EXERCISE AIM – Of the entries below, return only those lines from the line with "Query: circular logo on cap" to the line with "mark: the bearded", exactly, both included.

RECORDS FOR THIS TASK –
- Opening Delimiter -

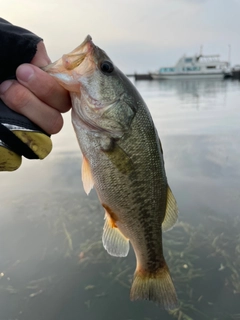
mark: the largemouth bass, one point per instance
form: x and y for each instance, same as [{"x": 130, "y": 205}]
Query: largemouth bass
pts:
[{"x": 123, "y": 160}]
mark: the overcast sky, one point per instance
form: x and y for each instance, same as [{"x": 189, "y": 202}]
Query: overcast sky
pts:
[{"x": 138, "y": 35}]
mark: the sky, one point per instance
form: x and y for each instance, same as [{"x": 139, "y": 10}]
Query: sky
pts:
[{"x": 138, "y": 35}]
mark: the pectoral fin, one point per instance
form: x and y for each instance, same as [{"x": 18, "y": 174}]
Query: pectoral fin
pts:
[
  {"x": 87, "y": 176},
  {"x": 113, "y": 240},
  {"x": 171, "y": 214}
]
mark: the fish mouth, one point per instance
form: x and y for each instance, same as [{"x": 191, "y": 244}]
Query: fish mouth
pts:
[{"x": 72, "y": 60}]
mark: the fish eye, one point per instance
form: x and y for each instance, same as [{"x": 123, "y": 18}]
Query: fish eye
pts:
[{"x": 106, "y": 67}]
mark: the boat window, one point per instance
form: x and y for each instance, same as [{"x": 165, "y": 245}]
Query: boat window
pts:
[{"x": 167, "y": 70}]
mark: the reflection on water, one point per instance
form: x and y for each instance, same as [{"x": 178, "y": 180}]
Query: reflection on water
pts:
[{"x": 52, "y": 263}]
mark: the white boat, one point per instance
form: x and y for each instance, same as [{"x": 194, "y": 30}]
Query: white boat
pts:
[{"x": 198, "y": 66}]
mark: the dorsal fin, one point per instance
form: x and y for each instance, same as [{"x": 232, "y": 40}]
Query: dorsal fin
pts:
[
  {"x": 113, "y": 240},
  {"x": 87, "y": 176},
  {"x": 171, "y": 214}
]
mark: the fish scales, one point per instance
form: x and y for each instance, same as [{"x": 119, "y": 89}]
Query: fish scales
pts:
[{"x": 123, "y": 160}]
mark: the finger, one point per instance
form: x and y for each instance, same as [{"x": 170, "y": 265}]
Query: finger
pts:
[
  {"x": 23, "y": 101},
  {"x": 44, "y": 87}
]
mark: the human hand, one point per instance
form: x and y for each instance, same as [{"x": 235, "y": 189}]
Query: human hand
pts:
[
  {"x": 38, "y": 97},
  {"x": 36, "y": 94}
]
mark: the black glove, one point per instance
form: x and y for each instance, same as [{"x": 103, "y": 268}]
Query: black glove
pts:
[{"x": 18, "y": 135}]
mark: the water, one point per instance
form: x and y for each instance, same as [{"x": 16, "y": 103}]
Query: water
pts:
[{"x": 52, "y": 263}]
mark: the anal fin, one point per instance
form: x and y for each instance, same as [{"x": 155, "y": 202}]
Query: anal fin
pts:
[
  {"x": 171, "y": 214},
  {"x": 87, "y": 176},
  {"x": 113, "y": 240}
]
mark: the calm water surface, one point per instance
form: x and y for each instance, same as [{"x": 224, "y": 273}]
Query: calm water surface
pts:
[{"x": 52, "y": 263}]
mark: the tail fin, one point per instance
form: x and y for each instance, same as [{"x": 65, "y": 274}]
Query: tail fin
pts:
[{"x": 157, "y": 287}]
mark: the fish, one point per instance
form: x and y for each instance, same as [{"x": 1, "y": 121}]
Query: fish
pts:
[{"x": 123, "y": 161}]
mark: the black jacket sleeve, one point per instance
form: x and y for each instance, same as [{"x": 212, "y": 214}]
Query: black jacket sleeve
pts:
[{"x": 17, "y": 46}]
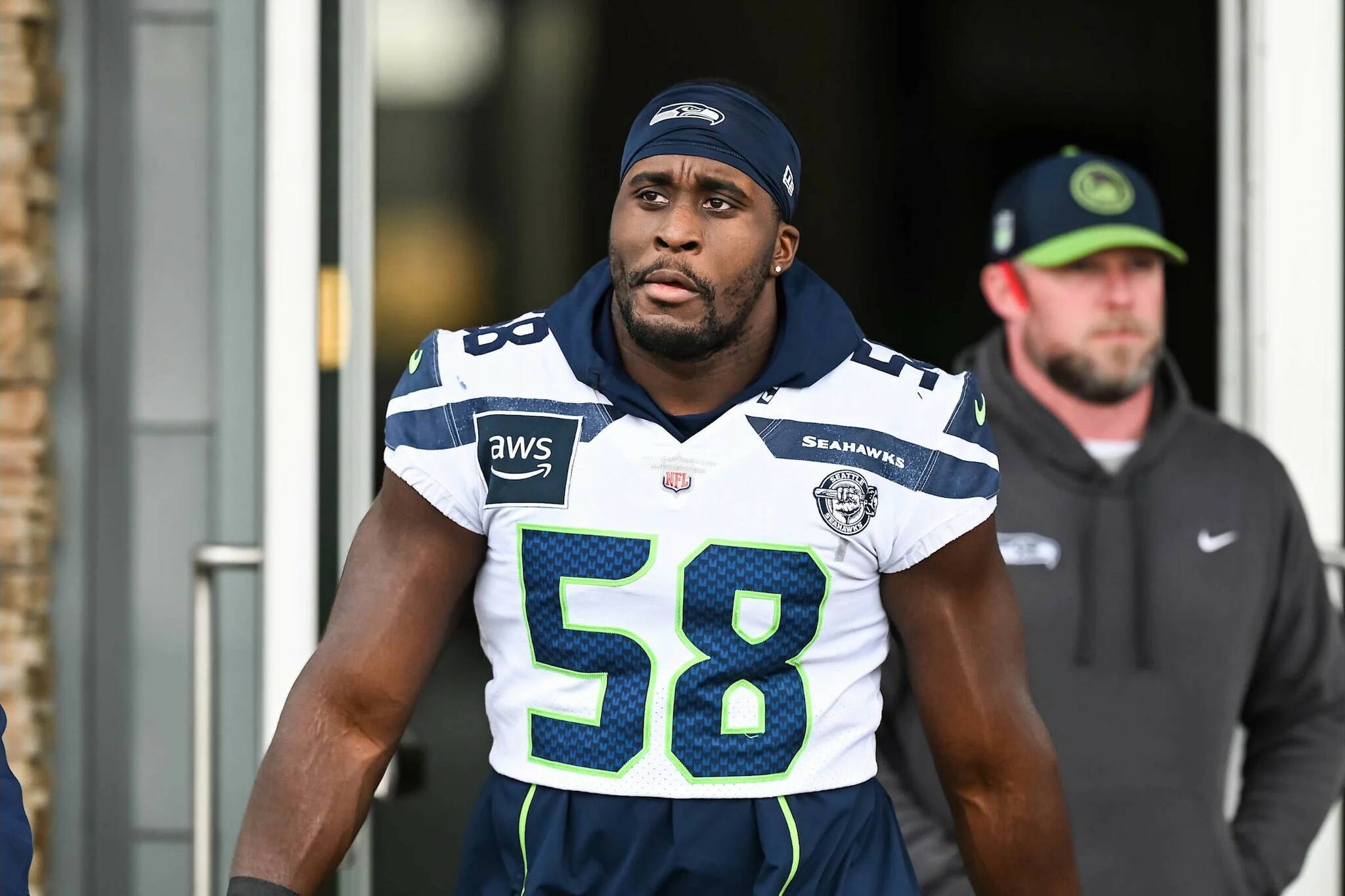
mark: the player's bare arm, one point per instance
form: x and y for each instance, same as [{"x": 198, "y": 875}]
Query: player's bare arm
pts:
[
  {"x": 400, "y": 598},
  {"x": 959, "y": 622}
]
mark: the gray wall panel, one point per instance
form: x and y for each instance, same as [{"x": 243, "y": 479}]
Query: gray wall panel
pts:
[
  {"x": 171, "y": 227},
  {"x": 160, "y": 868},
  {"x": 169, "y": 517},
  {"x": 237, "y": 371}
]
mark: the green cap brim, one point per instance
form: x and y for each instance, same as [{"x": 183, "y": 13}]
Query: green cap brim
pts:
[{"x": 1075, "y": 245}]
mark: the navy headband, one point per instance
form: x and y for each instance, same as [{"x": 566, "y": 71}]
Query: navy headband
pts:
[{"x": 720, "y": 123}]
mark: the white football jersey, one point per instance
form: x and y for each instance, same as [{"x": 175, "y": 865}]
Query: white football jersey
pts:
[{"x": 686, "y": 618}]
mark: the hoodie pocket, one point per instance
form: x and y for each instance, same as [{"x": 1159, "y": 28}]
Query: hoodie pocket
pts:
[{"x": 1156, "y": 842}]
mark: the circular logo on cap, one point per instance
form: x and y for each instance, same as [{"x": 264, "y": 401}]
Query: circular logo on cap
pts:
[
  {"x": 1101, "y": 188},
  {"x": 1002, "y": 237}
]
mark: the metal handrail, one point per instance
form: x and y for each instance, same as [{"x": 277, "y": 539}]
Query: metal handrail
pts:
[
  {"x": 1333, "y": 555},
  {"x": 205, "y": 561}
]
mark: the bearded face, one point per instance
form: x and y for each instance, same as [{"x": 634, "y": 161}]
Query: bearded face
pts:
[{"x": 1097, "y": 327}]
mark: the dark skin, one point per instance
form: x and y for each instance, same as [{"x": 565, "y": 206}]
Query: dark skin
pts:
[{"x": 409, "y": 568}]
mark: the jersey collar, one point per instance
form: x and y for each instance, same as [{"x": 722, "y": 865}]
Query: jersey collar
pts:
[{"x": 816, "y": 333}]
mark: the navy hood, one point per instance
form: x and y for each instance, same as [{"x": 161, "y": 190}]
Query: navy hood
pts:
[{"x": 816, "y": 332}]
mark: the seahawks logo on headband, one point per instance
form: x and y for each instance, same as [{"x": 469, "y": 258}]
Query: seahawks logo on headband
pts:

- Closing Delimiter -

ANSWER FOR THE TASK –
Query: circular logo on cap
pts:
[
  {"x": 1101, "y": 188},
  {"x": 1002, "y": 237}
]
mark: the metal handrail, one point per instance
form: x and y for each instance, same as [{"x": 277, "y": 539}]
Query: metal handrail
pts:
[
  {"x": 1333, "y": 555},
  {"x": 205, "y": 561}
]
mark: the bearded face, one point per instance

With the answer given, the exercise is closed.